SET TASK: Put every line of the items below into a JSON list of strings, with one string per line and any blank lines dropped.

Saved entries:

◆ ◆ ◆ ◆ ◆

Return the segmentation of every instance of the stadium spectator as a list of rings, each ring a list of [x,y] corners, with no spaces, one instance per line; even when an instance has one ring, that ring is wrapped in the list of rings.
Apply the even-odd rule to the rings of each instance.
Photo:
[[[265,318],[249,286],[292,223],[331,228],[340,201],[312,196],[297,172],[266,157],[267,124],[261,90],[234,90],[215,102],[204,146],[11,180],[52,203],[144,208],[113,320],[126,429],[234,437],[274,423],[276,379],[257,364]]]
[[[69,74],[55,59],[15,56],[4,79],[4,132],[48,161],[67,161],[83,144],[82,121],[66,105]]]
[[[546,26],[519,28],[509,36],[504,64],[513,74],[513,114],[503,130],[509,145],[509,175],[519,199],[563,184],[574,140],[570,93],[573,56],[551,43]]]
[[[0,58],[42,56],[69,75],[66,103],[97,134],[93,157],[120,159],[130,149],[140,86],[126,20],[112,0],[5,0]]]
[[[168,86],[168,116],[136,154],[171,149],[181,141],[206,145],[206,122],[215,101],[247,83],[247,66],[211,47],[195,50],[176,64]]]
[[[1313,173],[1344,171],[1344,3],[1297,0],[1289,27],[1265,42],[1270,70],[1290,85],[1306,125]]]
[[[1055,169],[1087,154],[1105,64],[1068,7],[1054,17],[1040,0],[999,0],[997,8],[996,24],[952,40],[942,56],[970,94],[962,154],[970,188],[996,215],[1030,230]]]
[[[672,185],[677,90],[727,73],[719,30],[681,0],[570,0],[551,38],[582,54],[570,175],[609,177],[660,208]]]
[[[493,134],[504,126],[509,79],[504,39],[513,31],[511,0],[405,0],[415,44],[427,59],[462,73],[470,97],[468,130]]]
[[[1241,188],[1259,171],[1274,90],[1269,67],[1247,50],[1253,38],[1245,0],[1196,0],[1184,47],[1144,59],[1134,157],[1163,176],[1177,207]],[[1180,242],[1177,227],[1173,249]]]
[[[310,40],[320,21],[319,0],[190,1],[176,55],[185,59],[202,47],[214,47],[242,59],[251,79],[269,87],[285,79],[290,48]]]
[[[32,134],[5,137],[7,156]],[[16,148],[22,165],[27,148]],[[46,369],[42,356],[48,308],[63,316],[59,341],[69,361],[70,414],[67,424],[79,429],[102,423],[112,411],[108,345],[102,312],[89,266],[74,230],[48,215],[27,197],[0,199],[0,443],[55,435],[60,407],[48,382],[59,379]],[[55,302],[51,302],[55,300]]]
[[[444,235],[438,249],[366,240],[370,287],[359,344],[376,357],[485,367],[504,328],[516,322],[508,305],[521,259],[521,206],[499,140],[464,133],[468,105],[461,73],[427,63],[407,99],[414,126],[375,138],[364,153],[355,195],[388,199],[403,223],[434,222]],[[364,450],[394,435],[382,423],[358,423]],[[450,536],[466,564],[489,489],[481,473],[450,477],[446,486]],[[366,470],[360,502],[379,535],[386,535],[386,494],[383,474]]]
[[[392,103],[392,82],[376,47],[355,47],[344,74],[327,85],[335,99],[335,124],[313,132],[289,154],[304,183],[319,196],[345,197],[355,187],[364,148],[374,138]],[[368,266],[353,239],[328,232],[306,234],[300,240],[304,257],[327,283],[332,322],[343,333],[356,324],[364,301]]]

◆ ◆ ◆ ◆ ◆

REPLY TO THE TASK:
[
  "Return the segmentation of every instance of the stadium spectator as a list of rings, each ring a list of [x,y] corners, with no spaces, one instance per line; even when an instance has one ring, that ring is wrapped in the list of rings.",
  "Apply the even-odd rule to the rings of each instance.",
  "Photo:",
  "[[[265,318],[249,286],[292,223],[331,228],[340,201],[312,196],[297,172],[266,157],[267,124],[261,90],[234,90],[215,102],[204,146],[11,180],[52,203],[144,208],[113,320],[126,429],[234,437],[274,423],[276,379],[257,364]]]",
  "[[[69,74],[55,59],[15,56],[4,79],[4,132],[48,161],[67,161],[83,144],[82,121],[66,105]]]",
  "[[[546,26],[519,28],[509,36],[504,64],[513,74],[513,114],[503,130],[509,145],[509,175],[519,199],[563,184],[574,140],[570,93],[573,56],[551,43]]]",
  "[[[0,58],[42,56],[69,75],[66,103],[97,134],[93,157],[120,159],[130,149],[140,86],[126,20],[112,0],[5,0]]]",
  "[[[168,86],[168,116],[136,154],[171,149],[181,141],[206,145],[206,122],[215,101],[247,83],[247,66],[211,47],[195,50],[176,64]]]",
  "[[[1313,173],[1344,171],[1344,3],[1297,0],[1289,27],[1265,42],[1270,70],[1290,85],[1306,125]]]",
  "[[[1055,169],[1087,154],[1105,64],[1068,7],[1054,17],[1040,0],[999,0],[997,8],[996,24],[952,40],[942,56],[970,94],[962,154],[970,188],[996,215],[1030,230]]]",
  "[[[672,185],[677,90],[727,73],[719,30],[681,0],[570,0],[551,38],[582,54],[570,175],[609,177],[660,208]]]",
  "[[[493,134],[504,126],[509,79],[504,39],[513,31],[511,0],[405,0],[415,44],[427,59],[462,73],[470,97],[468,130]]]",
  "[[[1241,188],[1259,171],[1274,90],[1269,67],[1247,50],[1253,38],[1245,0],[1196,0],[1184,47],[1144,59],[1134,157],[1163,176],[1177,207]],[[1180,242],[1177,227],[1173,249]]]",
  "[[[310,40],[320,21],[319,0],[190,1],[176,55],[185,59],[202,47],[214,47],[242,59],[251,79],[269,87],[285,79],[290,48]]]",
  "[[[32,134],[5,137],[7,156]],[[16,148],[22,165],[27,148]],[[46,369],[42,356],[48,308],[63,316],[59,341],[69,361],[70,414],[67,424],[79,429],[102,423],[112,411],[108,345],[102,312],[89,266],[74,230],[48,215],[27,197],[0,199],[0,443],[55,435],[60,407],[48,382],[59,379]],[[55,302],[51,302],[55,300]]]",
  "[[[444,235],[438,249],[366,240],[370,287],[359,344],[376,357],[485,367],[504,328],[516,322],[508,305],[521,259],[521,206],[499,140],[464,133],[468,105],[461,73],[427,63],[407,99],[414,126],[375,138],[364,153],[355,195],[388,199],[403,223],[434,222]],[[364,450],[394,435],[382,423],[358,423]],[[450,536],[466,564],[489,489],[481,473],[450,477],[446,486]],[[366,470],[360,502],[379,535],[386,535],[386,494],[383,474]]]",
  "[[[392,103],[392,82],[376,47],[355,47],[344,74],[327,85],[335,99],[335,124],[313,132],[289,154],[304,183],[319,196],[345,197],[355,187],[364,148],[374,138]],[[368,266],[353,239],[328,232],[306,234],[300,240],[304,257],[327,283],[332,322],[343,333],[356,324],[364,301]]]"
]